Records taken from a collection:
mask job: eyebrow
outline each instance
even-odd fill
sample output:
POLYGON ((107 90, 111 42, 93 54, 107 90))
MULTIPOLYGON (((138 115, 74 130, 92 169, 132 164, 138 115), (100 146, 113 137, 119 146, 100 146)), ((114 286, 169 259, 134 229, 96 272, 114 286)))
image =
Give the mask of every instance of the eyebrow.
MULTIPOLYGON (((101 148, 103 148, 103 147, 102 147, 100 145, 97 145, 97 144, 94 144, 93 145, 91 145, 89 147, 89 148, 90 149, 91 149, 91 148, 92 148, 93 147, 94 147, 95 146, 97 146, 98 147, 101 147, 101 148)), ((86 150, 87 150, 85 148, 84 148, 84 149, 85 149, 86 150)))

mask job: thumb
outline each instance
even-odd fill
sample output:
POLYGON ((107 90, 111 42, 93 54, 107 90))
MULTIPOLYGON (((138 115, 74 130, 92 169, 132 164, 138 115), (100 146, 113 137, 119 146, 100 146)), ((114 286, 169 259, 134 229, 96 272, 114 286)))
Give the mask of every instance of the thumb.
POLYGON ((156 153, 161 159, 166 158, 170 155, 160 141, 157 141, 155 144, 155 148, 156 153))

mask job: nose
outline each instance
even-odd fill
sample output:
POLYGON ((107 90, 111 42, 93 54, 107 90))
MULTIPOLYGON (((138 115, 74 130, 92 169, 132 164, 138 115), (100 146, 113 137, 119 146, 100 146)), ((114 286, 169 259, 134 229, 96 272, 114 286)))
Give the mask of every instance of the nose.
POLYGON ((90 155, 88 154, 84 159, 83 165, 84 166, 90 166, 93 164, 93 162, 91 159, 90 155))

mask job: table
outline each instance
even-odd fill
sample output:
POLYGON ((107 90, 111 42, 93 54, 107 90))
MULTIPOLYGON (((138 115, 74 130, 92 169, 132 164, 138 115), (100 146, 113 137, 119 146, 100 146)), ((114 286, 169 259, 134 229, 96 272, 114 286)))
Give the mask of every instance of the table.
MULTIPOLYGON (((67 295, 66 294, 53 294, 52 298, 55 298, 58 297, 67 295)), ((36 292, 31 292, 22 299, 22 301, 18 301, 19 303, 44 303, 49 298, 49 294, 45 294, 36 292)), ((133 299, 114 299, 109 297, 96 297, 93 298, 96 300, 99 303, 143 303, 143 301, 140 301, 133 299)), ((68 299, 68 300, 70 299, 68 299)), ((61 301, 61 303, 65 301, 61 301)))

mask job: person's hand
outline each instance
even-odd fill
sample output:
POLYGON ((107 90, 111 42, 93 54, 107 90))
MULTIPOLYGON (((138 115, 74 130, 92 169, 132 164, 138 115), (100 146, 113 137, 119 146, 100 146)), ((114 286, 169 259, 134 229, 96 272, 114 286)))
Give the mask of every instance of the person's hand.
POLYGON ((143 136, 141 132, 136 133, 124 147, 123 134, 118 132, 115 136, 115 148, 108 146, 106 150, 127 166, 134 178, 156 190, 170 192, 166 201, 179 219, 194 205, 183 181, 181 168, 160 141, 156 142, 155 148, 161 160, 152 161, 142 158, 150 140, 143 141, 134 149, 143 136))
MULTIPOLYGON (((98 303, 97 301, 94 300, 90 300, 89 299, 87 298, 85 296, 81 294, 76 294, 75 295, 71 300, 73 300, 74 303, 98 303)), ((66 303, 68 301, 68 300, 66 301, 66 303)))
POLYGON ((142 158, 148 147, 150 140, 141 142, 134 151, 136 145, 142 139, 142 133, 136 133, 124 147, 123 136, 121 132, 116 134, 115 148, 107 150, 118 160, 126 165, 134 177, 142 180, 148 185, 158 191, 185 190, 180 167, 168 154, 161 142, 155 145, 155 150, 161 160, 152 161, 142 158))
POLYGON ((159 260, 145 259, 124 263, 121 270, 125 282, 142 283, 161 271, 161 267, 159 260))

■ **AIM**: Starting at the first line of the data and stopping after the line that contains "MULTIPOLYGON (((101 148, 103", copy those lines with "eyebrow" swapped for "eyelid" and nothing else changed.

■ **EXERCISE ANSWER**:
mask job: eyelid
outline each instance
even-odd fill
sample output:
POLYGON ((107 90, 111 42, 93 54, 107 90))
MULTIPOLYGON (((138 115, 74 130, 92 169, 132 164, 138 115), (100 146, 113 137, 119 146, 100 146)), ((114 286, 169 259, 134 229, 96 272, 114 286)))
image =
Give the mask of every instance of the eyelid.
MULTIPOLYGON (((101 148, 103 148, 103 147, 102 147, 100 145, 97 145, 97 144, 94 144, 93 145, 91 145, 89 147, 89 148, 90 149, 91 149, 91 148, 92 148, 93 147, 94 147, 95 146, 97 146, 98 147, 101 147, 101 148)), ((86 150, 87 150, 85 148, 84 148, 84 149, 85 149, 86 150)))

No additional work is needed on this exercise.